Content starts

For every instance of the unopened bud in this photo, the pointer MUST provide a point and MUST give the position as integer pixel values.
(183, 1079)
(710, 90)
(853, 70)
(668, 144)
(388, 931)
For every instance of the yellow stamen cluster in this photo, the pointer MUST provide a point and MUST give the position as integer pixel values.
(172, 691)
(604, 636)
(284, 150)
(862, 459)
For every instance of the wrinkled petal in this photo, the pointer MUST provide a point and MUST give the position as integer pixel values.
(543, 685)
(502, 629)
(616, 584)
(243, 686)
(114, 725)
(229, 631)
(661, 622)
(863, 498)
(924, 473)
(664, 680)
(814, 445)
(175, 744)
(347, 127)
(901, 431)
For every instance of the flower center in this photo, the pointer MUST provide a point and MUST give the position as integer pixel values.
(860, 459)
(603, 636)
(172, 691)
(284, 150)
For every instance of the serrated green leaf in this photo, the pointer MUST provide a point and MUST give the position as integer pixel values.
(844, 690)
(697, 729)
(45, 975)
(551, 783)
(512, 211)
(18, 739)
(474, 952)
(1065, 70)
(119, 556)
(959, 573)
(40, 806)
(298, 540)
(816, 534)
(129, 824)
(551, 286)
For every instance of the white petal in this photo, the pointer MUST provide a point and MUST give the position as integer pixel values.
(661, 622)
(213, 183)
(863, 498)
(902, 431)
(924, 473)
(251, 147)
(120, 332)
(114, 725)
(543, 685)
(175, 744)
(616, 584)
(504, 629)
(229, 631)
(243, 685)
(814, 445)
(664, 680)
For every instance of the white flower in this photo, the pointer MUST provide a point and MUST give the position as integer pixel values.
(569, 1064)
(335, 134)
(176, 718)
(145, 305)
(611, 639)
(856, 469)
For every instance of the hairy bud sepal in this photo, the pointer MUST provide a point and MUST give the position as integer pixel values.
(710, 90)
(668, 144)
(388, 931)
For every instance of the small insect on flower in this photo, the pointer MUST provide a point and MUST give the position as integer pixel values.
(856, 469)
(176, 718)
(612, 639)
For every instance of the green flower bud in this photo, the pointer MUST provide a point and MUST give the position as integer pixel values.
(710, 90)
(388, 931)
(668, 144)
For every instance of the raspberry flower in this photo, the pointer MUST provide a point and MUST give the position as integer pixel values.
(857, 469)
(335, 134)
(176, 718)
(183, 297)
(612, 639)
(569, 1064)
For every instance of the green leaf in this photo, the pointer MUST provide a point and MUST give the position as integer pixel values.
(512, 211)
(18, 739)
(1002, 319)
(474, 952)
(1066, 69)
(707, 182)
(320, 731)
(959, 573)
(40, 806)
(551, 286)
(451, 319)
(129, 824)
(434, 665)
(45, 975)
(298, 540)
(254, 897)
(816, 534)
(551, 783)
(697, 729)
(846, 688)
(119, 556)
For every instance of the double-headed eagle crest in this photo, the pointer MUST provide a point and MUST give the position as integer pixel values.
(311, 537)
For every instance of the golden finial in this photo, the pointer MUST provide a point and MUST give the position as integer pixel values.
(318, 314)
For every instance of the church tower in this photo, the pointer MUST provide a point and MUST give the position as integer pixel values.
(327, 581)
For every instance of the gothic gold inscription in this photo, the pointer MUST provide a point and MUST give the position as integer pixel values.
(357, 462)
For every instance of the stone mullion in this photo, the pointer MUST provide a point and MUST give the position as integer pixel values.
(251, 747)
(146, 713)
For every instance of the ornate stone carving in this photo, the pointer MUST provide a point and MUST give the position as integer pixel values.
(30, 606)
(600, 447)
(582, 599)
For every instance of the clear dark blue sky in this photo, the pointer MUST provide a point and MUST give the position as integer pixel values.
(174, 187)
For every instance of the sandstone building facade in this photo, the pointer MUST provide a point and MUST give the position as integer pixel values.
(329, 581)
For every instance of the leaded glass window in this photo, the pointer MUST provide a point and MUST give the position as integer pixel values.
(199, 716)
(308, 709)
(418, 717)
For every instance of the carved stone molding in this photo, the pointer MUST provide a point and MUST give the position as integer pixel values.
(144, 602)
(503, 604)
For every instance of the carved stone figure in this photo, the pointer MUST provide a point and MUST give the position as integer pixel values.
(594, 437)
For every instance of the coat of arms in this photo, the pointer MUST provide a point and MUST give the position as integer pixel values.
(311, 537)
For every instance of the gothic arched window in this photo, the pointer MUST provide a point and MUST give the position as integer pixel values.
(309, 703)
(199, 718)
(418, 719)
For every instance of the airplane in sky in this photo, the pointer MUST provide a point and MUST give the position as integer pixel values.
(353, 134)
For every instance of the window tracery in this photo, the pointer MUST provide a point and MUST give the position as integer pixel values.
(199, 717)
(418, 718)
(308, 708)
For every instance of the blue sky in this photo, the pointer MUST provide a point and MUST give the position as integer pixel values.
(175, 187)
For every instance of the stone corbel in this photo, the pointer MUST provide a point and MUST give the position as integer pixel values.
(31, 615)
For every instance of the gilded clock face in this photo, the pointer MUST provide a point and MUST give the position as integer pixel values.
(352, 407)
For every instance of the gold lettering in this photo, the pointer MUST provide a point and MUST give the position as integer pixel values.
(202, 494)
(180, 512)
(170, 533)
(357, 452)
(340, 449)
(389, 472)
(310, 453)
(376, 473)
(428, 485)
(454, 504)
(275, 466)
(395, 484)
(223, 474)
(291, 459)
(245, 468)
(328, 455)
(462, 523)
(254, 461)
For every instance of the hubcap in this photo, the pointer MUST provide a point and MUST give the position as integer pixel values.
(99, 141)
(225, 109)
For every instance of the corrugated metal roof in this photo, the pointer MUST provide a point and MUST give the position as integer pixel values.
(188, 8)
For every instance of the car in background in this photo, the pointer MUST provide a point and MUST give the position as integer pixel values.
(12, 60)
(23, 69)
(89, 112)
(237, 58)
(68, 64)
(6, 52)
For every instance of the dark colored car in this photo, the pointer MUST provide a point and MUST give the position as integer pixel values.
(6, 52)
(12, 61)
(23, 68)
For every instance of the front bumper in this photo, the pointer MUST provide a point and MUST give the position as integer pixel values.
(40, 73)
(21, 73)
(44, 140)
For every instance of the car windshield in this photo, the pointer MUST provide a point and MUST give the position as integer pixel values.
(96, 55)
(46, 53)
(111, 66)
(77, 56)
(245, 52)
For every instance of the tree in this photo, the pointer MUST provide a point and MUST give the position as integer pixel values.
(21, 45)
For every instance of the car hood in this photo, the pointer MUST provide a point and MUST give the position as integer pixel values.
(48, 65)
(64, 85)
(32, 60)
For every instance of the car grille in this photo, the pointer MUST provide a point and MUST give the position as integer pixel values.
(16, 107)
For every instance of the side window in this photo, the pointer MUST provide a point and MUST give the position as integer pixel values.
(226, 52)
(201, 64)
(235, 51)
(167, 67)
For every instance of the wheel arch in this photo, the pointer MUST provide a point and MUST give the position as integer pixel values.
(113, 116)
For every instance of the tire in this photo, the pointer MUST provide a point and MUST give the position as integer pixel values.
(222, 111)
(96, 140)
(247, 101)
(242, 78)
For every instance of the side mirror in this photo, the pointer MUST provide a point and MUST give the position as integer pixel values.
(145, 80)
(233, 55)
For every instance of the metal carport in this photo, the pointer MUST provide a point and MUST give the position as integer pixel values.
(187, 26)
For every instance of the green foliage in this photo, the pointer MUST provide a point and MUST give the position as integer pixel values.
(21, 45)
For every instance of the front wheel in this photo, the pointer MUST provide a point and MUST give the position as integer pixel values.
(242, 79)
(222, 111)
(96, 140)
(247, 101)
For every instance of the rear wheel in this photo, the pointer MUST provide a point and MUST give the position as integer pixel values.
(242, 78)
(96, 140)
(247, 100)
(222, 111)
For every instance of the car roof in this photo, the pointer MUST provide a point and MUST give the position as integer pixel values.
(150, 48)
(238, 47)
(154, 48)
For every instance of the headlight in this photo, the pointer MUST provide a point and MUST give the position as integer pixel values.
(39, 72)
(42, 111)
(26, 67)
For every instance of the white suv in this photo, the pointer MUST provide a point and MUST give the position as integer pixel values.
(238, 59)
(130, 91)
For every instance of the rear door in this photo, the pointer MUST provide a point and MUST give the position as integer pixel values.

Content ends

(About this task): Repeat word for word each line from the one with "For every instance of the front wheel" to the end of the records above, inclusive.

(Exercise response):
For every instance of the front wheel in this photo, the pointer MUST provide a point and MUST give the position as integer pixel values.
(242, 79)
(222, 111)
(96, 140)
(247, 101)
For every instance of the rear wheel in this photo, the pointer MUST provide a point and MUST give the position as integer pixel values.
(242, 78)
(96, 140)
(247, 100)
(222, 111)
For every instance of the car roof in this photo, the pointer MUST provide a point and MUST give the position as integer pixel values.
(150, 48)
(238, 47)
(154, 48)
For every instance of the headlight in this photo, the pointer MUST provide a point and MUST give the position as integer pixel values.
(39, 72)
(42, 111)
(26, 67)
For every instance of the white suv in this photo, the pointer MUST provide a point and MUST give the position as integer pixel values.
(238, 59)
(130, 91)
For every instance of the rear door in this photo, the pointer MUST provide a point and MUST give the position as integer pixel values.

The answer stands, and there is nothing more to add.